* start INPUT RECORDS *

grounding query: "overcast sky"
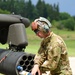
[32,0,75,16]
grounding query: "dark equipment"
[0,14,35,75]
[0,49,35,75]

* end INPUT RECORDS *

_WHAT IS BEING ASKED_. All the records need to be repeated exactly, with the images dropped.

_WRITTEN SOLUTION_.
grounding query: "overcast sky"
[32,0,75,16]
grounding query: "dark equipment"
[0,14,35,75]
[0,49,35,75]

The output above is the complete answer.